— start —
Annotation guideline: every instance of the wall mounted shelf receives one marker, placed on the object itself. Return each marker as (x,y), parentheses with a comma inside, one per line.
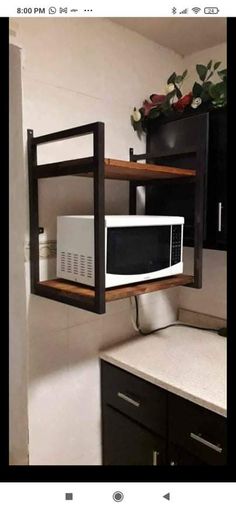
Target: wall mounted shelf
(68,290)
(98,168)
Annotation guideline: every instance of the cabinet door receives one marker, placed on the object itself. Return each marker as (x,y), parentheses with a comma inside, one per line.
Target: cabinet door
(178,456)
(217,177)
(125,442)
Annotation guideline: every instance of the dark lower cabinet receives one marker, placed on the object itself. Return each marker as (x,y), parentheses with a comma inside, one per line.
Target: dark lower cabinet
(143,424)
(126,442)
(179,456)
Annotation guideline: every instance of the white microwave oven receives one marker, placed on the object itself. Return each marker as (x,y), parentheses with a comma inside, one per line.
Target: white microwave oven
(137,248)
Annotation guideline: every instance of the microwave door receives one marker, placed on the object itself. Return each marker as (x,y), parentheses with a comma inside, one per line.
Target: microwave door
(138,250)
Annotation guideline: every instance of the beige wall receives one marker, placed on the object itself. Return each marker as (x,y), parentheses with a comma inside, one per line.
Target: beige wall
(18,335)
(76,72)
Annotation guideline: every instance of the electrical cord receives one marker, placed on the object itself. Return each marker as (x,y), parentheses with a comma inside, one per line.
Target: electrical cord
(139,329)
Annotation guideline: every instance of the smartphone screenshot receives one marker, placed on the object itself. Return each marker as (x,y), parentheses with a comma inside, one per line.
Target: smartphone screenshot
(119,255)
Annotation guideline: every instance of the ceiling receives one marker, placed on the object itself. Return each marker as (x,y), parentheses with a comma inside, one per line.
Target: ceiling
(184,36)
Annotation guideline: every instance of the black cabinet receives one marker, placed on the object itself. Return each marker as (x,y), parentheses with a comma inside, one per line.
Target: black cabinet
(143,424)
(176,143)
(126,442)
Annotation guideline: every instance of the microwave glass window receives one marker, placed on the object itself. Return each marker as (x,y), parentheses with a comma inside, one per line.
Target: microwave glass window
(138,250)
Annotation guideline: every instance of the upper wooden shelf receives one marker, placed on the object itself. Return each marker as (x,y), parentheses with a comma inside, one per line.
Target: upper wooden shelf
(129,170)
(114,169)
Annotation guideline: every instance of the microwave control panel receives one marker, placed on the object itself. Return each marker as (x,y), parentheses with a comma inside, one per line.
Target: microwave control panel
(176,244)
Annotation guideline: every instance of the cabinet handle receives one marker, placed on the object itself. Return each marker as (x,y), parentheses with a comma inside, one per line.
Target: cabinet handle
(155,456)
(128,399)
(219,215)
(199,438)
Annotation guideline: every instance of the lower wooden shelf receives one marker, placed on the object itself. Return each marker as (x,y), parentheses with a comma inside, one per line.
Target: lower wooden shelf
(65,291)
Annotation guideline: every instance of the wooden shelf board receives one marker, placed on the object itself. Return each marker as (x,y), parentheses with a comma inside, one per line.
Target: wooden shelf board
(134,171)
(65,288)
(120,169)
(114,169)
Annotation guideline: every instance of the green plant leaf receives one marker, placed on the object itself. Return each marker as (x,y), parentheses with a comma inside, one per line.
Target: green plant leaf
(172,78)
(216,65)
(210,75)
(178,92)
(217,90)
(201,71)
(154,112)
(178,79)
(222,74)
(197,90)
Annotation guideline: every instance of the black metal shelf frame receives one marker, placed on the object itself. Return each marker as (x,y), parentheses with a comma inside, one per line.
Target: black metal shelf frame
(95,164)
(65,168)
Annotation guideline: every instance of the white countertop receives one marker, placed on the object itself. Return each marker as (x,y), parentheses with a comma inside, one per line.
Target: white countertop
(188,362)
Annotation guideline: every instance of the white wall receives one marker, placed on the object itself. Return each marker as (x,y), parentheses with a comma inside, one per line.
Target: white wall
(211,299)
(18,335)
(76,72)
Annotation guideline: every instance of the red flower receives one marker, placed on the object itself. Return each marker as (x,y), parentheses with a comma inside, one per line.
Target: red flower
(156,100)
(183,102)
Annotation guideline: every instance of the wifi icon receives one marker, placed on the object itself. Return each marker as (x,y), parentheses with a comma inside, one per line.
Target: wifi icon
(196,10)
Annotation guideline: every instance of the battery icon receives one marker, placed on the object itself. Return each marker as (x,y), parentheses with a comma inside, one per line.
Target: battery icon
(211,10)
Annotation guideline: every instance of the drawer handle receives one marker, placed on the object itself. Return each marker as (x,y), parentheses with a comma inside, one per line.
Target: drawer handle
(219,215)
(128,399)
(155,456)
(205,442)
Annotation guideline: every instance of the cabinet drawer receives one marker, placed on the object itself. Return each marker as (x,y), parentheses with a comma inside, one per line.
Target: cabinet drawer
(200,431)
(136,398)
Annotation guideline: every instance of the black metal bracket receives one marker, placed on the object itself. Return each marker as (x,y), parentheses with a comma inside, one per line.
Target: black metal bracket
(93,164)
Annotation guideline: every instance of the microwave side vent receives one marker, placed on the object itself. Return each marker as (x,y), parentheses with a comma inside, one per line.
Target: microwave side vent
(89,267)
(76,264)
(82,265)
(63,262)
— end —
▸ **Work to be completed**
Switch every "marker" to "point" and write out all the items again with nothing else changed. Leave the pictures out.

▸ **Full output**
Annotation guideline: every instance of the wall mounted shelf receives one point, placed on the object itself. Return each point as (x,y), parentheses with a comma inside, one per line.
Target: wall mounted shelf
(68,290)
(98,168)
Annotation guideline: every instance of the cabinet door receives one point, placed on the object itself. Return each point as (x,y), parentheses with a comma inside, one per line.
Target: cabinet door
(178,456)
(217,177)
(125,442)
Annotation guideline: every instance of the dark lower cabinet receives one point, placed on the object itself. Return each point as (x,y), parentheses with a comma inside, one per line.
Target: dark lower cabinet
(143,424)
(126,442)
(179,456)
Annotation guideline: every instance of the white microwave oven receives one point, placed on the object itself. Return each point as (x,y), parentheses with a comma inside, one per line.
Target: white microwave oven
(137,248)
Annotation guideline: every instance of the microwave door receives one point, placed on the object itself. Return each point as (x,y), parentheses with a comma inside, one per line.
Target: microwave door
(138,250)
Annotation guideline: every instance of the beige wall receives one point, placed on the object itself. Return each point as (x,y), parentheses with a comma inside, one per line.
Target: beige wall
(18,335)
(76,72)
Annotation guideline: every instance of the electrical cord receives one point, placed on the object itself. Return each point as (x,y), parentheses with a comma inside, one per line.
Target: electrical cord
(139,329)
Annotation guideline: every instance of the smartphone screenshot receives one point, placed on the object itself. Return each point as (x,y), parentheses with a comma inside, one per line.
Target: smartphone screenshot
(119,255)
Annotation guideline: every instance of the ceiling receives one point, placed on the object itself. Return each point as (x,y), parentheses with a comma inside, one per line.
Target: ceiling
(184,36)
Annotation guideline: every instance of the black cabinet receives one point, placed on the object itself. Return each point as (x,y), parentheses with a comma inside, one per line.
Target: black cabinet
(143,424)
(176,143)
(126,442)
Annotation guideline: every instance of the microwave glass window receives one point, placed on the object itself. Return each point as (x,y), parentheses with a comma inside, one per line.
Target: microwave glass window
(138,250)
Annotation guideline: every instance of the upper wooden shelf receives one point, placed on the object itself. Return each point as (x,y), parentheses with a comma inside, one per line.
Target: upper wooden shelf
(129,170)
(114,169)
Annotation guideline: every instance of the microwave control panel receives one point, placed on the object itself. Return each point as (x,y), parentheses with a comma inside, one per line.
Target: microwave control panel
(176,244)
Annotation guideline: every instance of the cabinet handle receives one point, placed on the object itself. Return each point as (x,y), parentheses with a comma inside, one per line.
Target: cabinet handle
(155,456)
(128,399)
(219,215)
(199,438)
Annotation guideline: every instance of the lower wooden shelf receives one point, placed on the object itself. Return each point as (x,y), parentheses with a comma inside, one per line.
Target: lower wooden shelf
(65,291)
Annotation guideline: every instance of the wooden shelf board receives one point, placed on the object itself. Return each point as (x,y), parentheses with a comma inside, one per line.
Target: wooden shelf board
(134,171)
(65,288)
(120,169)
(114,169)
Annotation guideline: every instance of the green plant leaf receives one point, placed on the object itself. Return each point as (x,y), parentheses with a comma inside, one per line.
Target: green plant leaf
(172,78)
(216,65)
(210,75)
(178,92)
(217,90)
(201,71)
(154,112)
(178,79)
(222,74)
(197,90)
Annotation guideline: every instance of the black metal shelf frame receives one point, placed on the object itself. Return each point as (x,y), parentheses with a comma inside, one per line.
Target: black metal shelf frame
(95,164)
(65,168)
Annotation guideline: every instance of the white countertop receives one point, placed on the object itself. Return each point as (x,y), parentheses with a comma inside, one per line.
Target: white countertop
(188,362)
Annotation guideline: every instance of the white wall receives one point, placed on the object itself. Return each point as (x,y), parentheses with a comma inside, one per line.
Target: white wall
(211,299)
(18,335)
(76,72)
Annotation guideline: every instance of the red flower receives one point, placed on the object itself. Return each point as (x,y), parentheses with a comma inside, one per line.
Target: red flower
(156,100)
(183,102)
Annotation guideline: every instance of the wifi icon receives one point, placed on the object itself. Return each point as (x,y), parentheses with a comma inside, one per line.
Target: wifi icon
(196,10)
Annotation guideline: every instance of the battery icon receives one point, placed on the object itself. Return each point as (x,y), parentheses with a comma inside, one per line.
Target: battery icon
(211,10)
Annotation guideline: every instance of the drawer handle receives one point, placed on the object itself. Return each point as (x,y), parentheses with a comma inside, one per line.
Target: drawer handle
(219,215)
(128,399)
(155,456)
(205,442)
Annotation guideline: every instance of the cabinet drawer receives one point, placed on the object itself. Return each point as (x,y), parentheses with a comma inside, one per line.
Target: cabinet drawer
(200,431)
(136,398)
Annotation guideline: every instance of the black metal bracket receives one point, placed on the object itself. Return each point as (x,y), parentheses with a comma inside, one per line.
Target: black metal bracket
(93,164)
Annotation guideline: every instance of the microwave side vent receives one point, placed on the object itself. Return each point as (x,y), parentheses with a comma inside, one per line.
Target: microwave side vent
(89,267)
(76,264)
(82,265)
(63,262)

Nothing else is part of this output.